§ **What is needed**
Aside from the pictures, the entries should be given again exactly.
--- Information supplied Enclosed Below ---
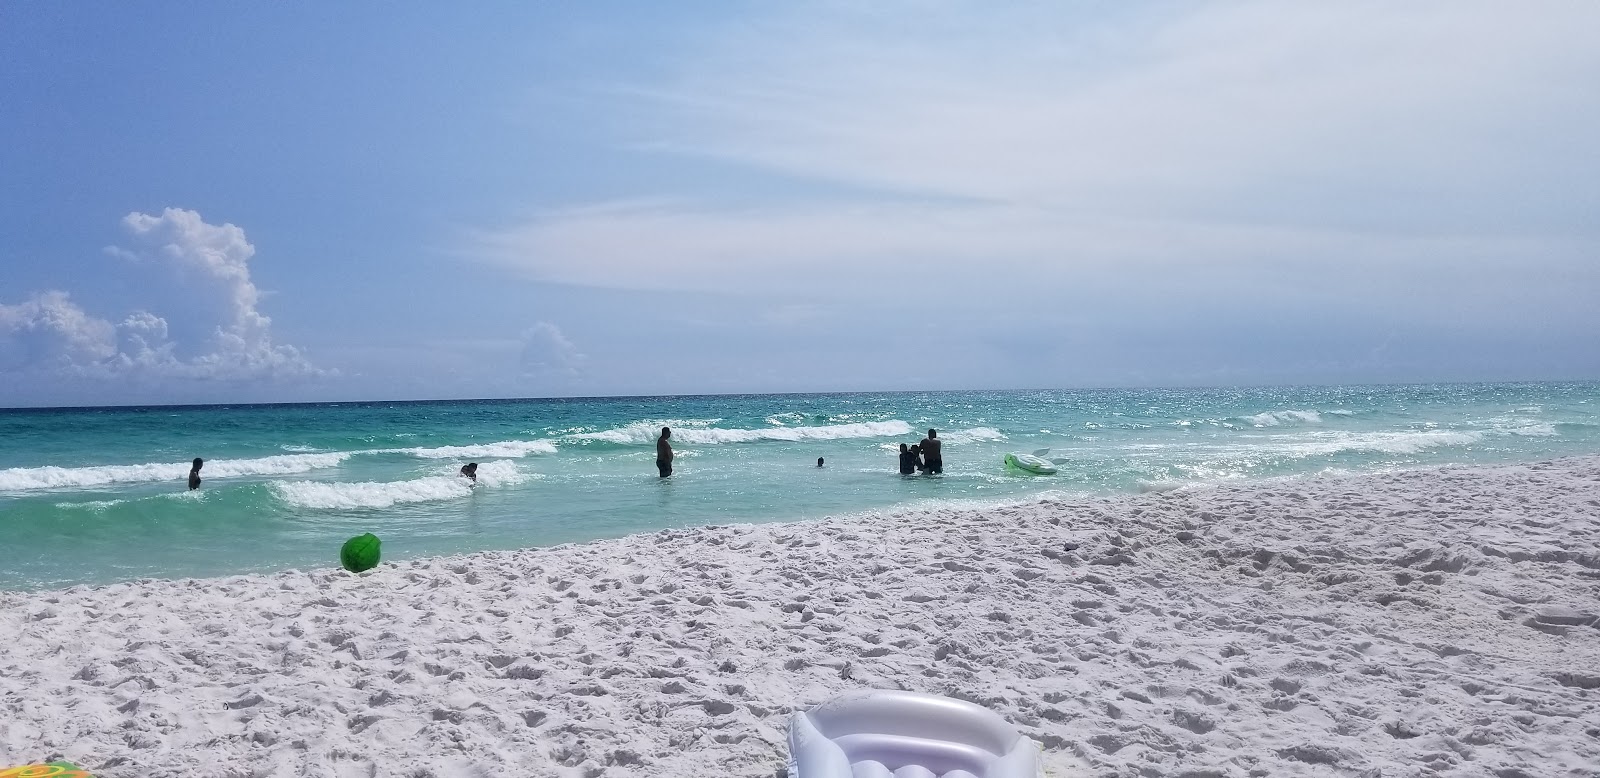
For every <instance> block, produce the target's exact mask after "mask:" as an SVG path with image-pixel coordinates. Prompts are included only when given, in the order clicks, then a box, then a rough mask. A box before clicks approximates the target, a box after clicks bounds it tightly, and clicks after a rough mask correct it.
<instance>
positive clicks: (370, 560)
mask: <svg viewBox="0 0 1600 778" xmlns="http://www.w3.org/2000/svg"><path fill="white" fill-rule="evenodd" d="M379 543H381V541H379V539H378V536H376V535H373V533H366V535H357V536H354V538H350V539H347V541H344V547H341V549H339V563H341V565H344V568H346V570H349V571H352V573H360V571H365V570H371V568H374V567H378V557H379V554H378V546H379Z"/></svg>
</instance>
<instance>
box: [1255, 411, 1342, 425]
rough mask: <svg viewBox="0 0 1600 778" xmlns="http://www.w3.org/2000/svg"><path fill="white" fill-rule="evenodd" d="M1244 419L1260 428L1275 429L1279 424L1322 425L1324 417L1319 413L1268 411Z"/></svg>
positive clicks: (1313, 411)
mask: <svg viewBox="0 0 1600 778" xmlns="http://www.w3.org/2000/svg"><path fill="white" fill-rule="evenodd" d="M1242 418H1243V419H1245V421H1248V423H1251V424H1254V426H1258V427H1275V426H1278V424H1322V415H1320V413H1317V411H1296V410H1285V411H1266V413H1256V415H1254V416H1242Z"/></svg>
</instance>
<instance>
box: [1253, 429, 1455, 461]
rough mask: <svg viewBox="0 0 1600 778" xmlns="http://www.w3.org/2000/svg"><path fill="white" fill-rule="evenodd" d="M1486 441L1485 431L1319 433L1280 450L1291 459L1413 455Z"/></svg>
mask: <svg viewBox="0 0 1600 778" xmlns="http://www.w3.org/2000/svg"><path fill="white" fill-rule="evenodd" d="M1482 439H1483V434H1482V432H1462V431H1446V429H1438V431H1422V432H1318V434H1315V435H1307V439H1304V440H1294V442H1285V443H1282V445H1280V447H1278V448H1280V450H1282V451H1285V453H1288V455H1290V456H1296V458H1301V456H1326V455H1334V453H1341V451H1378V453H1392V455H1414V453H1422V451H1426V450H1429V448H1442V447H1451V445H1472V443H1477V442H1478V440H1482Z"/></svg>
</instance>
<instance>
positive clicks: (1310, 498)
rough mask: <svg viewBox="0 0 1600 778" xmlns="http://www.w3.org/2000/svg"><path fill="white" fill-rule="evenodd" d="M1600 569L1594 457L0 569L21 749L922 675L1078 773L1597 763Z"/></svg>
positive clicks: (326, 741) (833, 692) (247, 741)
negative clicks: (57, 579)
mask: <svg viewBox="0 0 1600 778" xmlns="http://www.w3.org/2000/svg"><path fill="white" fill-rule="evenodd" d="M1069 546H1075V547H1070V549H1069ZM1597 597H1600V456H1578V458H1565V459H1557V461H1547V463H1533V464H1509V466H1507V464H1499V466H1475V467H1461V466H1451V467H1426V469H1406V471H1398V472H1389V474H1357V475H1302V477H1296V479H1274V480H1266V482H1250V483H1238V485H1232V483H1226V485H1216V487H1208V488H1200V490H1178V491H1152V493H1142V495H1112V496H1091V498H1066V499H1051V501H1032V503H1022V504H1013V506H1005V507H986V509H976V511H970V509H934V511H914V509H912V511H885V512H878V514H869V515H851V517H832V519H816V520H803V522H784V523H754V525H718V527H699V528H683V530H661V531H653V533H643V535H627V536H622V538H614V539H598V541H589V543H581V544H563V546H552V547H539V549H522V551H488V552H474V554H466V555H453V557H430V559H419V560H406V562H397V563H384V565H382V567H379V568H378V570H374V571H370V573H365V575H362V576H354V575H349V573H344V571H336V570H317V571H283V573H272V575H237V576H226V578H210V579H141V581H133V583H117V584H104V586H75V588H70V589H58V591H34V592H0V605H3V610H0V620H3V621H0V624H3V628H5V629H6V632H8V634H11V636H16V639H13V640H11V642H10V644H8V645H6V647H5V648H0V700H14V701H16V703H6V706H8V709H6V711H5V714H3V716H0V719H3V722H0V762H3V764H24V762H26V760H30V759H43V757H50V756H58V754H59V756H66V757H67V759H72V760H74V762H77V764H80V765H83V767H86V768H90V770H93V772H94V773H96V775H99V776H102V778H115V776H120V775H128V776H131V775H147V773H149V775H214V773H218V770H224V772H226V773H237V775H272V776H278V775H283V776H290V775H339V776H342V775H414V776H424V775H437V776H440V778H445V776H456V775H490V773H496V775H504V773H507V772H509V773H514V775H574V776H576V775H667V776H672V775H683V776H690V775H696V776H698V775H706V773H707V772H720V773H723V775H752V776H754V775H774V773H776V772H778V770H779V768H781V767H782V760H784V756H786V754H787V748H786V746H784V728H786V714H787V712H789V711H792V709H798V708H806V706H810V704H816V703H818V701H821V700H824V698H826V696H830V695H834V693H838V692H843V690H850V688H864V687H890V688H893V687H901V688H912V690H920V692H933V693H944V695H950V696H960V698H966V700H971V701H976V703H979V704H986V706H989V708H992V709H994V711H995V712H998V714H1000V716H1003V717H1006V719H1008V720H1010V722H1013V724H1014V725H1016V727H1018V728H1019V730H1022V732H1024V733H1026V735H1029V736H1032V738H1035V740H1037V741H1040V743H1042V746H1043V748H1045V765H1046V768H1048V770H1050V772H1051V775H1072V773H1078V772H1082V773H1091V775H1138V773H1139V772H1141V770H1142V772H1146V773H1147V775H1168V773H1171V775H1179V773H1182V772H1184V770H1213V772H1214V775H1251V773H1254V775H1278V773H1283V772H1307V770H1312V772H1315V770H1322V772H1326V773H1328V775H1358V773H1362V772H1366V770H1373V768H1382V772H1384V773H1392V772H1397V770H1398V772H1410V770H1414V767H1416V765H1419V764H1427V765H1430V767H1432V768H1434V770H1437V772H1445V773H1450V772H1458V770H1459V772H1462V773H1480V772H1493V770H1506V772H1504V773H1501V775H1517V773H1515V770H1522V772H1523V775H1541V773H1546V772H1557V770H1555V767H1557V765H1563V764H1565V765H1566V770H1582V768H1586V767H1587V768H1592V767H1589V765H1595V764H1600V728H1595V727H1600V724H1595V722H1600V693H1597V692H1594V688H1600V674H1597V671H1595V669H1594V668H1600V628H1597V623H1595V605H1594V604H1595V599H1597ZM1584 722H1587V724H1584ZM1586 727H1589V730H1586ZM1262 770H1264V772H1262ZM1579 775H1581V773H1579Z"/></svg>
--- End of Enclosed Information supplied ---
§ **Result of this task**
For every <instance> block, produce the target's exact mask after "mask:" as an SVG path with image-pixel coordinates. Prompts are included only when given, in the order clicks, then a box, then a rough mask. A box before clicks approximates the target, a box after clicks bounds it tightly, and clicks after a rough mask correct it.
<instance>
positive clicks: (370, 560)
mask: <svg viewBox="0 0 1600 778" xmlns="http://www.w3.org/2000/svg"><path fill="white" fill-rule="evenodd" d="M379 543H381V541H379V539H378V536H376V535H373V533H366V535H357V536H354V538H350V539H347V541H344V547H341V549H339V563H341V565H344V568H346V570H349V571H352V573H360V571H365V570H371V568H374V567H378V557H379V554H378V546H379Z"/></svg>
</instance>
<instance>
box: [1255, 411, 1342, 425]
rough mask: <svg viewBox="0 0 1600 778" xmlns="http://www.w3.org/2000/svg"><path fill="white" fill-rule="evenodd" d="M1244 419L1260 428L1275 429L1279 424L1322 425L1324 417L1319 413L1268 411Z"/></svg>
positive clicks: (1313, 411)
mask: <svg viewBox="0 0 1600 778" xmlns="http://www.w3.org/2000/svg"><path fill="white" fill-rule="evenodd" d="M1242 418H1243V419H1245V421H1248V423H1251V424H1254V426H1258V427H1275V426H1278V424H1322V415H1320V413H1317V411H1296V410H1285V411H1266V413H1256V415H1254V416H1242Z"/></svg>
</instance>
<instance>
box: [1253, 429, 1455, 461]
rough mask: <svg viewBox="0 0 1600 778" xmlns="http://www.w3.org/2000/svg"><path fill="white" fill-rule="evenodd" d="M1486 441L1485 431L1319 433L1280 450L1291 459L1413 455Z"/></svg>
mask: <svg viewBox="0 0 1600 778" xmlns="http://www.w3.org/2000/svg"><path fill="white" fill-rule="evenodd" d="M1482 439H1483V434H1482V432H1462V431H1446V429H1438V431H1422V432H1318V434H1315V435H1307V439H1304V440H1294V442H1285V443H1282V445H1280V447H1278V448H1280V450H1282V451H1285V453H1288V455H1290V456H1296V458H1301V456H1326V455H1334V453H1341V451H1378V453H1392V455H1414V453H1422V451H1426V450H1429V448H1442V447H1451V445H1472V443H1477V442H1478V440H1482Z"/></svg>
</instance>
<instance>
positive clicks: (1310, 498)
rough mask: <svg viewBox="0 0 1600 778" xmlns="http://www.w3.org/2000/svg"><path fill="white" fill-rule="evenodd" d="M1600 569L1594 457L0 569L21 749L922 675L1078 773L1597 763Z"/></svg>
positive clicks: (326, 741) (833, 692) (247, 741)
negative clicks: (57, 579)
mask: <svg viewBox="0 0 1600 778" xmlns="http://www.w3.org/2000/svg"><path fill="white" fill-rule="evenodd" d="M1069 546H1075V547H1070V549H1069ZM1597 597H1600V456H1578V458H1565V459H1557V461H1547V463H1533V464H1509V466H1507V464H1499V466H1475V467H1461V466H1451V467H1426V469H1406V471H1398V472H1389V474H1357V475H1302V477H1296V479H1274V480H1266V482H1250V483H1238V485H1232V483H1226V485H1216V487H1208V488H1200V490H1178V491H1152V493H1142V495H1112V496H1091V498H1066V499H1051V501H1032V503H1022V504H1013V506H1005V507H986V509H976V511H970V509H934V511H914V509H912V511H885V512H878V514H869V515H851V517H832V519H816V520H803V522H784V523H754V525H718V527H699V528H683V530H661V531H653V533H643V535H627V536H622V538H614V539H598V541H589V543H581V544H563V546H552V547H539V549H522V551H488V552H474V554H466V555H453V557H430V559H419V560H406V562H397V563H384V565H382V567H379V568H378V570H374V571H370V573H365V575H362V576H354V575H349V573H344V571H336V570H317V571H283V573H272V575H237V576H226V578H210V579H141V581H133V583H117V584H104V586H75V588H70V589H58V591H34V592H0V605H3V610H0V620H3V621H0V624H3V628H5V629H6V632H8V634H11V636H16V639H13V640H11V642H10V644H8V645H6V647H5V648H0V700H14V701H16V703H6V706H8V709H6V711H5V714H3V716H0V719H3V722H0V762H3V764H24V762H26V760H30V759H43V757H50V756H58V754H59V756H66V757H67V759H72V760H74V762H77V764H80V765H83V767H86V768H90V770H93V772H94V773H96V775H99V776H102V778H115V776H120V775H128V776H131V775H147V773H149V775H214V773H218V770H224V772H226V773H237V775H272V776H278V775H283V776H290V775H339V776H342V775H414V776H424V775H437V776H440V778H445V776H456V775H490V773H496V775H504V773H507V772H509V773H514V775H574V776H576V775H667V776H672V775H683V776H690V775H696V776H698V775H706V773H707V772H720V773H723V775H752V776H754V775H774V773H776V772H778V770H779V768H781V767H782V760H784V756H786V754H787V748H786V746H784V728H786V714H787V712H789V711H792V709H798V708H806V706H810V704H816V703H818V701H821V700H824V698H826V696H830V695H834V693H838V692H843V690H850V688H864V687H890V688H893V687H901V688H912V690H920V692H933V693H944V695H950V696H960V698H966V700H971V701H976V703H979V704H986V706H989V708H992V709H994V711H995V712H998V714H1000V716H1003V717H1006V719H1008V720H1010V722H1013V724H1014V725H1016V727H1018V728H1019V730H1022V732H1024V733H1026V735H1029V736H1032V738H1035V740H1037V741H1040V743H1042V746H1043V748H1045V765H1046V768H1048V770H1050V772H1051V775H1072V773H1078V772H1082V773H1091V775H1138V773H1139V772H1141V770H1142V772H1146V773H1147V775H1168V773H1171V775H1179V773H1182V772H1184V770H1213V772H1214V775H1251V773H1254V775H1278V773H1283V772H1307V770H1312V772H1315V770H1322V772H1326V773H1328V775H1358V773H1362V772H1366V770H1373V768H1382V772H1384V773H1392V772H1397V770H1398V772H1410V770H1414V767H1416V765H1419V764H1427V765H1430V767H1432V768H1434V770H1437V772H1445V773H1450V772H1458V770H1459V772H1462V773H1480V772H1493V770H1506V772H1504V773H1501V775H1517V773H1515V770H1522V772H1523V775H1541V773H1546V772H1557V770H1555V767H1557V765H1563V764H1565V765H1566V770H1582V768H1586V767H1587V768H1592V767H1589V765H1595V764H1600V728H1595V727H1600V724H1595V722H1600V693H1597V692H1594V688H1600V674H1597V671H1595V669H1594V668H1600V628H1597V623H1595V605H1594V604H1595V599H1597ZM1584 722H1587V724H1584ZM1586 727H1589V730H1586ZM1262 770H1264V772H1262ZM1579 775H1581V773H1579Z"/></svg>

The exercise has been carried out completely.